(Lines of data)
----------
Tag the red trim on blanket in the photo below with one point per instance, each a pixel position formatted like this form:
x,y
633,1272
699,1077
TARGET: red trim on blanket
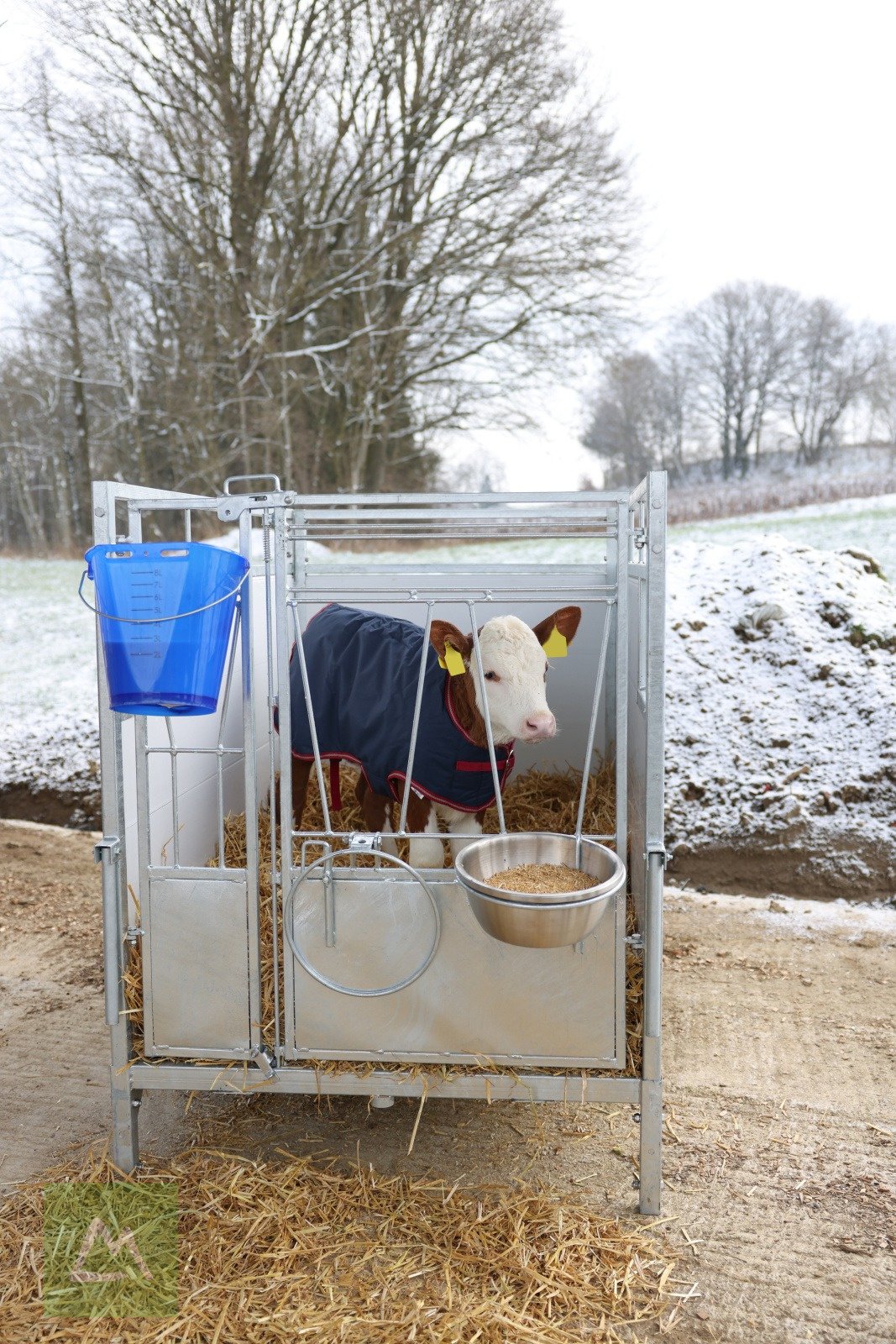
----------
Format every line of the records above as a JSON list of strings, one string per line, skipping blank lines. Leave the pictures out of the answer.

[
  "Tag the red trim on blanket in the photo below with one point per instance, each a pixel position formatted like this form:",
  "x,y",
  "633,1272",
  "699,1077",
  "TARGET: red trim on blanket"
]